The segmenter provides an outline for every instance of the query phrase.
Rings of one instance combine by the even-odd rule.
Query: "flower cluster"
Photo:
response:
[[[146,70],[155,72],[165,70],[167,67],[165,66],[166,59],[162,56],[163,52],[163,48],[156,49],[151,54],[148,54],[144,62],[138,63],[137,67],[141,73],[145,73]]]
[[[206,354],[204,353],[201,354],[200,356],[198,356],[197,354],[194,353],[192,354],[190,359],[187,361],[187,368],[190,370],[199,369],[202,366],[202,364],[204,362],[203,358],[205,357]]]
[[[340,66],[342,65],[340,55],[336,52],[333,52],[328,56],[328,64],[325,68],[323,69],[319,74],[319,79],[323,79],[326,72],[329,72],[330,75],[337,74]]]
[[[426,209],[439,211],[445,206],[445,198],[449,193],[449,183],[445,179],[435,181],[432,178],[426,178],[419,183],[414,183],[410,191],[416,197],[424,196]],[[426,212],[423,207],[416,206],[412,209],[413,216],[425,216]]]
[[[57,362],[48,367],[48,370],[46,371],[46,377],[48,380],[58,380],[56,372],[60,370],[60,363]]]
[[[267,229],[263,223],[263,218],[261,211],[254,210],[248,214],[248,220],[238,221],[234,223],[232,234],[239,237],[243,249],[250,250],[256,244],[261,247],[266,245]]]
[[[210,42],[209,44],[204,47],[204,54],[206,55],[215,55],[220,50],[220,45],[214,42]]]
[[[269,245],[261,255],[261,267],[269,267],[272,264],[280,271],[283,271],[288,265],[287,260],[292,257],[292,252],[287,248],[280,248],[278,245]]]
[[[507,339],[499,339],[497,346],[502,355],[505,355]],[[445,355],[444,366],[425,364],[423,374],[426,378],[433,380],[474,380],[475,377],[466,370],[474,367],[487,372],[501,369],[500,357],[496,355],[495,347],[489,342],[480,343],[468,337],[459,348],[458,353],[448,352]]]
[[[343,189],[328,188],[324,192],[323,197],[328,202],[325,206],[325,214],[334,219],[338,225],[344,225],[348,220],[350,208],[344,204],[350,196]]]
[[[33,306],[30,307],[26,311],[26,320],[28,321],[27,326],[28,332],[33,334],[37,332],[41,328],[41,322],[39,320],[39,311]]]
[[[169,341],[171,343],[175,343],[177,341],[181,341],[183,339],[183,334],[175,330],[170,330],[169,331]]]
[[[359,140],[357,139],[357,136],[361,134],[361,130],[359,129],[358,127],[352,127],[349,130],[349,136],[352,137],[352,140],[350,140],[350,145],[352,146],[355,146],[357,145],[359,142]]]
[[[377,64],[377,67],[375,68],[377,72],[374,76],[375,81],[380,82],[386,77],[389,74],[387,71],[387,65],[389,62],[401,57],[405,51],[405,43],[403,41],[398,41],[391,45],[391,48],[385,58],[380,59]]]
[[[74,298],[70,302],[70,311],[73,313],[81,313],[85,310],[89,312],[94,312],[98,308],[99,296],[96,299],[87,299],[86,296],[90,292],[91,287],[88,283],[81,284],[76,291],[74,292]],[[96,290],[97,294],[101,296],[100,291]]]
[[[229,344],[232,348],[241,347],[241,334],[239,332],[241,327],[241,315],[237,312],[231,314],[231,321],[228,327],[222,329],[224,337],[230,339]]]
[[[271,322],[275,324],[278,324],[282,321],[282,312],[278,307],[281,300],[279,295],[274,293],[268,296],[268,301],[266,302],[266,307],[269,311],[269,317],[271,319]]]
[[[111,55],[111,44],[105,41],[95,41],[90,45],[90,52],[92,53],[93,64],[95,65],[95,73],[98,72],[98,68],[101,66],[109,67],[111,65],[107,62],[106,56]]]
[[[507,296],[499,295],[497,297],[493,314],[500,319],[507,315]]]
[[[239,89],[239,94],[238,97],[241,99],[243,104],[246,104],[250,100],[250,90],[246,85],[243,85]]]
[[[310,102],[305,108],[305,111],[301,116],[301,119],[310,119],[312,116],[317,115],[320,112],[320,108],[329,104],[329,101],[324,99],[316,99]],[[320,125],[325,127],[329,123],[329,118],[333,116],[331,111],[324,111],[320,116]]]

Stated problem
Please tally the lines of the items that contain the string "instance", treating case as significant, and give only that number.

Task answer
2